▶ [TEXTO FORNECIDO]
+++

Fui poupando. No último ano, poupei algum a pensar que um dia poderia despedir-me. Isso dá-me esse fundo de maneio para um mês pior, se o carro avariar ou tiver alguma despesa extra. Mas até agora tem compensado, até porque estou mais disponível. Antigamente, se tivesse um evento de stand-up em Coimbra, às seis da tarde… não dava, estava a trabalhar. Agora já posso aceitar esses pedidos e, assim, acaba por compensar.

Uma coisa que é muito normal com os músicos ou os escritores é obrigarem-se a uma disciplina diária quando vivem disso, forçando-se a tocar ou escrever não sei quantas horas por dia. No teu caso, qual é o tipo de pressão a que estás sujeito?

Quando me despedi tive muito medo disso: agora vou ficar refém das visualizações e dos likes… E isso vai levar a que eu escreva sobre temas que sei que vão bater mas nos quais não me apetece meter-me. Acontece, mas tento não ceder muito a isso. Tenho uma pressão que vem do gosto de tentar escrever todos os dias qualquer coisa – alguns textos maiores, outros dias mais curtos – mas que sou eu que a ponho, porque gosto e porque sei que melhora a própria escrita. Quanto ao stand-up, só dá para treinar fazendo. Não vale a pena ensaiar em casa.

Antes de virmos para aqui, notei que tinhas publicado um texto sobre a WebSummit e a polémica do jantar no Panteão. Dizes que não sabes se ainda vais a tempo de meter o pé numa procissão que já vai no Adro… Sentes que a janela de oportunidade está a fechar-se cada vez mais depressa para um comediante reagir neste tipo de controvérsias?

Sim, sim. Mas gosto de esperar um bocadinho. Prefiro não ser dos primeiros. Acho que quando se é o primeiro diz-se as coisas mais óbvias. E não há nada de pior para um comediante do que ir ver os comentários do “Correio da Manhã” e estarem lá cinco gajos que fizeram a mesma piada. Quando vejo que muita gente o fez e no mesmo ângulo que vou fazer, prefiro ficar calado apesar de saber que me ia render em termos de visualizações. Para ser mais um não vale a pena.

És um comediante antes de tudo na escrita, antes de o seres enquanto performer… Que literatura é que te serve de inspiração?

Sou um péssimo leitor, leio muito pouco. Do ponto de vista da escrita o comediante que mais me influenciou foi o George Carlin. Tenho os livros dele todos e acho que aquilo na escrita funciona. Muitas vezes dizem que o stand-up é a arte mais pura da comédia, porque és só tu e o microfone… Eu acho que não, acho que a escrita é a mais pura porque não podes fazer vozes ou caretas, não tens expressão corporal. Se consegues fazer alguém rir só com a escrita… Acho que aí sim, encontras a arte mais pura da comédia. Cá temos o Ricardo Araújo Pereira, o João Quadros, o Pombares, o Markl, gajos que escrevem e que são também guionistas e de quem gosto muito.

+++

▶ [REGISTOS DE DADOS]
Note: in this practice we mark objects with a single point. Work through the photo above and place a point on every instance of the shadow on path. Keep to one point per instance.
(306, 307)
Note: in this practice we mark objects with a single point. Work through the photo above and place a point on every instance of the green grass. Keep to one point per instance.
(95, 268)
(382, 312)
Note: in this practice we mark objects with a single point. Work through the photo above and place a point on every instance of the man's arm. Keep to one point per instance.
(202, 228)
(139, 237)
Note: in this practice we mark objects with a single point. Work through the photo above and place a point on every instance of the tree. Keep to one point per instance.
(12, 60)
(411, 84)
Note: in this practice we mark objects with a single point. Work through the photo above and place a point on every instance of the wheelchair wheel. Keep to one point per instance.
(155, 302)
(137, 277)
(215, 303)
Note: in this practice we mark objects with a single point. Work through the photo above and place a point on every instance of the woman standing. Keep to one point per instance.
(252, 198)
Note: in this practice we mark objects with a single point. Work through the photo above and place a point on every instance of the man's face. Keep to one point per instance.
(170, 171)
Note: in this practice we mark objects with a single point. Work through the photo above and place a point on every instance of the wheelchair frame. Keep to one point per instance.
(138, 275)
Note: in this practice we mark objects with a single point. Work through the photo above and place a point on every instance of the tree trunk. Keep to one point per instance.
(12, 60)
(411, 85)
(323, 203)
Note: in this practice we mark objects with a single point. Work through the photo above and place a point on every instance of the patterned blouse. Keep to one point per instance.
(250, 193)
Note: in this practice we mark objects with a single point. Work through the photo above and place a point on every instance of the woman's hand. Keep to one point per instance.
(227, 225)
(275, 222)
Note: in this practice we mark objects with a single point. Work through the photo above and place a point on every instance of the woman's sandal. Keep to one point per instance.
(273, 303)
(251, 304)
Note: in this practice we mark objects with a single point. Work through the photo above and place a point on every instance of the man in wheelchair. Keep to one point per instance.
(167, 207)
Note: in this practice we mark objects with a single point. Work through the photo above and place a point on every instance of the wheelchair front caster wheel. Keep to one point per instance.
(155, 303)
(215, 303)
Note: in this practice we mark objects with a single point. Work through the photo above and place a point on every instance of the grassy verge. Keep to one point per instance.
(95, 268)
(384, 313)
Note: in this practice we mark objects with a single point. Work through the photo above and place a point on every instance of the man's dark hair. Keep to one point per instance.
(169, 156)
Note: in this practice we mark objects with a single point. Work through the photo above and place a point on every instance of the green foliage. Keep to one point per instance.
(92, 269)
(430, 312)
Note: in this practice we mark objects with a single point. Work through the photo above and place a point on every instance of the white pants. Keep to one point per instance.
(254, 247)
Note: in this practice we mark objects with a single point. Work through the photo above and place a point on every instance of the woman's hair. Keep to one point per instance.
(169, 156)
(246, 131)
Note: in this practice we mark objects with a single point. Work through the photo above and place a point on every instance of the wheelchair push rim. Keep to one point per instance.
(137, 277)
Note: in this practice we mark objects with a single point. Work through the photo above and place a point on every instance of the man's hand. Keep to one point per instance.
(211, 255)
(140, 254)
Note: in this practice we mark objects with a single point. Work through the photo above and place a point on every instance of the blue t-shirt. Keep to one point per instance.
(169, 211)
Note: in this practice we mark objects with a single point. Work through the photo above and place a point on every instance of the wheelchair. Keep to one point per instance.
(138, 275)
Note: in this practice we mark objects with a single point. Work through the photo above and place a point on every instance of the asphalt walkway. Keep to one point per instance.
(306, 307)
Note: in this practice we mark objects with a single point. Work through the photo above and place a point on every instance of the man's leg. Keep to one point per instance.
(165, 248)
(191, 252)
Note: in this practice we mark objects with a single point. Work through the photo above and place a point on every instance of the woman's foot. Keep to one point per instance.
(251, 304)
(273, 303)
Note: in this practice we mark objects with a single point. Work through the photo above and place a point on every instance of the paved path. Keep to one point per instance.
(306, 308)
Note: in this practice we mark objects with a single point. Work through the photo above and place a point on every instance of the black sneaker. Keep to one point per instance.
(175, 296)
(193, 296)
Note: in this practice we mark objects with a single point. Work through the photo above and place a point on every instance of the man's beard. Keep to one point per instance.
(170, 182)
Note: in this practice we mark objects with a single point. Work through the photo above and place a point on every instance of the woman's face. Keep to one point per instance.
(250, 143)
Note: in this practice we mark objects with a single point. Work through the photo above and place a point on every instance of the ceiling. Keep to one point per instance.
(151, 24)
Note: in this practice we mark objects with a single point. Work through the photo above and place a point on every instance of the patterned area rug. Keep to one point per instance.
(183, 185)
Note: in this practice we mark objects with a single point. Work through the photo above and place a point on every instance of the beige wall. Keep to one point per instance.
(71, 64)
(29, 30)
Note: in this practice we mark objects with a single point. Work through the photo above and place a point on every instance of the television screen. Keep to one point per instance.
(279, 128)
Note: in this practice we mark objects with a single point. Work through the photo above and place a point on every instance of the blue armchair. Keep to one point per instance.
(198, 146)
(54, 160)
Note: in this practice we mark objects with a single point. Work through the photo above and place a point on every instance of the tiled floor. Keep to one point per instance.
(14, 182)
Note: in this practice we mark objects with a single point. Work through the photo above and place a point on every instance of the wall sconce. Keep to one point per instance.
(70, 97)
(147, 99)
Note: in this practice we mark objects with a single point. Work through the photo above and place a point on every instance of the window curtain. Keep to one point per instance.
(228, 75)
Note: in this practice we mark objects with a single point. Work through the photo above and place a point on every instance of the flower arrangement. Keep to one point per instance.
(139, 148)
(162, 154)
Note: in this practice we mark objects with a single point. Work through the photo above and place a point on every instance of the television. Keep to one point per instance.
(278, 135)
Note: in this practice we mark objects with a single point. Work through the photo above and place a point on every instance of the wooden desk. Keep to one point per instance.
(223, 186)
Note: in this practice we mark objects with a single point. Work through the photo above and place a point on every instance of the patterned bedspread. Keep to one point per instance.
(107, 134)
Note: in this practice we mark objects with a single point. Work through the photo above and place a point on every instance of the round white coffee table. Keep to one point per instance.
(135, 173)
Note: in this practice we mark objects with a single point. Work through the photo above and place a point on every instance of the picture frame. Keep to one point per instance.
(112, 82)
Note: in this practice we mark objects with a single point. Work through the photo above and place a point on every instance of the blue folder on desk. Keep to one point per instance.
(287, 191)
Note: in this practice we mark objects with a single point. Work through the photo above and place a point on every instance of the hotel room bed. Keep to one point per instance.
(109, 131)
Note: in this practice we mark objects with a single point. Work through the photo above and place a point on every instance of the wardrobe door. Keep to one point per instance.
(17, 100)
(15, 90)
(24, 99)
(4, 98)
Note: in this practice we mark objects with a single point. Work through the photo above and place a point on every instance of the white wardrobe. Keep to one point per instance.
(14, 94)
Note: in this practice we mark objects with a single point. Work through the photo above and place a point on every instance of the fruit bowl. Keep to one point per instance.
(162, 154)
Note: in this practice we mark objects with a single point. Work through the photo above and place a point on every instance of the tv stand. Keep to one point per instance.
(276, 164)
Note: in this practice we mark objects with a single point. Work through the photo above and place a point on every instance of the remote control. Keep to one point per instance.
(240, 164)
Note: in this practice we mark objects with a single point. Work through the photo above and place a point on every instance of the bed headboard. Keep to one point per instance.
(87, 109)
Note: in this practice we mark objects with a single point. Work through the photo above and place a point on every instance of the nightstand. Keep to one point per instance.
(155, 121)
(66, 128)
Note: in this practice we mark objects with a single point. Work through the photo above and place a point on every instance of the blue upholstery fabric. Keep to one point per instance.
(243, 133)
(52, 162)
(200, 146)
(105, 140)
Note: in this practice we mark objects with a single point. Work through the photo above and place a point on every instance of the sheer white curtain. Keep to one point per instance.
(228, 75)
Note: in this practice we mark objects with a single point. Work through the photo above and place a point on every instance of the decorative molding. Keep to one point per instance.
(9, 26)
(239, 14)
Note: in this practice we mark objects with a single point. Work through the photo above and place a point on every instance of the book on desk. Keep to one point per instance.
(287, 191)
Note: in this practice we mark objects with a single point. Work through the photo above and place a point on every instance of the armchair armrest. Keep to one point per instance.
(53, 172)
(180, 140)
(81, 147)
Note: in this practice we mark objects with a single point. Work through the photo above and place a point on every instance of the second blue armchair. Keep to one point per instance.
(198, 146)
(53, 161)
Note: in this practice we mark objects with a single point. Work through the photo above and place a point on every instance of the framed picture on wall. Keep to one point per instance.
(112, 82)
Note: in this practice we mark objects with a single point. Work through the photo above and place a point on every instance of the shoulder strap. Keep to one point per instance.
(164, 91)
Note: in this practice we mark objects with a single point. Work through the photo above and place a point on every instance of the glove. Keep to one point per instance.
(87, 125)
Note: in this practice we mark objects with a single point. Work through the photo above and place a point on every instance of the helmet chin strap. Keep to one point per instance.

+++

▶ [LISTA DE TAREFAS]
a - Na entrevista, por que motivo o entrevistado considera a escrita a forma mais pura da comédia? Responda em uma a três frases.
b - Segundo a entrevista, qual foi o comediante que mais influenciou o entrevistado do ponto de vista da escrita?
c - Cada uma das afirmações seguintes está de acordo com a entrevista? Responda sim ou não e cite as palavras da entrevista que o decidem.
(i) O entrevistado afirma que lê muito.
(ii) No stand-up, o entrevistado acha que vale a pena ensaiar em casa.
(iii) O entrevistado poupou dinheiro no último ano.

▶ [RESPOSTAS]
a - Porque na escrita não se podem fazer vozes nem caretas e não há expressão corporal. Por isso, conseguir fazer alguém rir só com a escrita é, para ele, a arte mais pura da comédia.

b - George Carlin.

c -
(i) Não: "Sou um péssimo leitor, leio muito pouco."
(ii) Não: "Não vale a pena ensaiar em casa."
(iii) Sim: "No último ano, poupei algum a pensar que um dia poderia despedir-me."